*** Text block ***

Things to consider before booking a NYC Marriott stay

Planning a trip to New York City with a family can be a complicated endeavor that depends on what part of town is your focus and what attractions are most important for your family to experience. Here are some things to ponder before booking your trip.

Are you traveling peak or off-peak?

If you are traveling in an off-peak period, you might want to consider saving your certificate as the rates go down to 20,000 points per night. Conversely, you will be out of luck if you want to stay peak-season as the rates rise above the value of the certificate and are currently no category three options in New York City. Unfortunately, there are no hard and fast rules about what dates are considered peak or off-peak, so you'll have to do your research. Consider also that the dates change monthly. Here are some guidelines to use when considering Marriott Bonvoy peak and off-peak dates.

Are you staying five nights?

If you have both certificates and points to burn, you may want to save your certificate and book five nights using points as then the fifth night would be free. If you need more points to get you to the necessary amount, you can transfer Chase Ultimate Rewards points to your Marriott Rewards account.

***

## Directions:
1) Name every loyalty or rewards program that the passage on booking a NYC Marriott stay mentions by name.
2) In the passage on booking a NYC Marriott stay, transcribe the stretch from "Are you traveling" through "staying five nights?".

*** Records ***

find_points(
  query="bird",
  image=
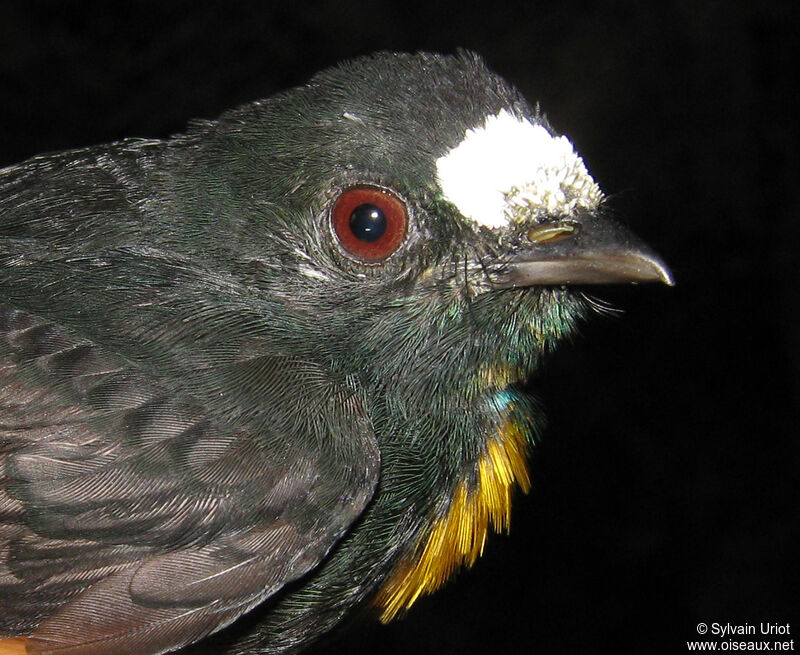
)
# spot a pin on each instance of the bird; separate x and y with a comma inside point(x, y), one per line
point(276, 365)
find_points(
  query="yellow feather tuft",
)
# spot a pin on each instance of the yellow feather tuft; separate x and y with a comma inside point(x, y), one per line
point(457, 539)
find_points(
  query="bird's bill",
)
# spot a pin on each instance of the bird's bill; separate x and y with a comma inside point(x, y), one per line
point(593, 250)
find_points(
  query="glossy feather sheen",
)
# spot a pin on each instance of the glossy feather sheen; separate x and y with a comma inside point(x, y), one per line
point(209, 406)
point(458, 538)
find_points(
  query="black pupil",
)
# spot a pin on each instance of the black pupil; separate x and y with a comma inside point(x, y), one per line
point(368, 222)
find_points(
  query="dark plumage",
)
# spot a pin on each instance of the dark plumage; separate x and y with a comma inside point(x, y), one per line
point(217, 389)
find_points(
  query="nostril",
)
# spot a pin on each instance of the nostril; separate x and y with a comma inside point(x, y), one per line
point(552, 233)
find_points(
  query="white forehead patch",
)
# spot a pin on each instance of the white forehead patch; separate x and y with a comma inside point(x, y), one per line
point(511, 163)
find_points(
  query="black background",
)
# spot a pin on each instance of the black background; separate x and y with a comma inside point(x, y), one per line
point(665, 489)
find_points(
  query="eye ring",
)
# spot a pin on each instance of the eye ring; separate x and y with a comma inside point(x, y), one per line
point(369, 222)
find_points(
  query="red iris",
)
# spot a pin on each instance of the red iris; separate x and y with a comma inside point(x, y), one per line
point(369, 222)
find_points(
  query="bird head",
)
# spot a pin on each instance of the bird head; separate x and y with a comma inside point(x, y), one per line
point(410, 213)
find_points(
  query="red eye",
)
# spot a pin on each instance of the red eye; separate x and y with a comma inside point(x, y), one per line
point(369, 222)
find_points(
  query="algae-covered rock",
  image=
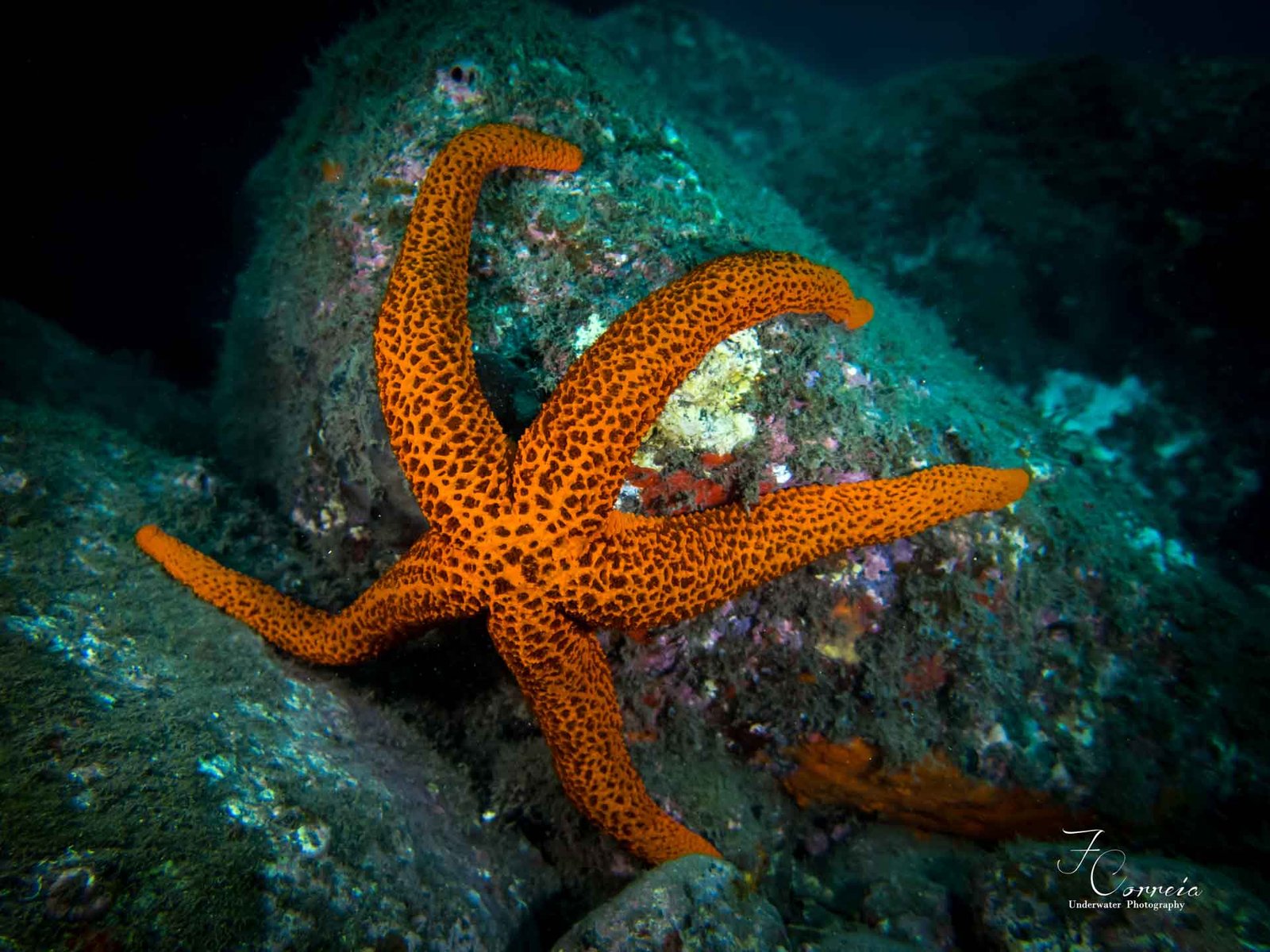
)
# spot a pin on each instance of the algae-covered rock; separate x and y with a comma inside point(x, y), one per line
point(695, 904)
point(167, 781)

***

## Written responses:
1) Marriott Bonvoy, Chase Ultimate Rewards, Marriott Rewards

2)
Are you traveling peak or off-peak?

If you are traveling in an off-peak period, you might want to consider saving your certificate as the rates go down to 20,000 points per night. Conversely, you will be out of luck if you want to stay peak-season as the rates rise above the value of the certificate and are currently no category three options in New York City. Unfortunately, there are no hard and fast rules about what dates are considered peak or off-peak, so you'll have to do your research. Consider also that the dates change monthly. Here are some guidelines to use when considering Marriott Bonvoy peak and off-peak dates.

Are you staying five nights?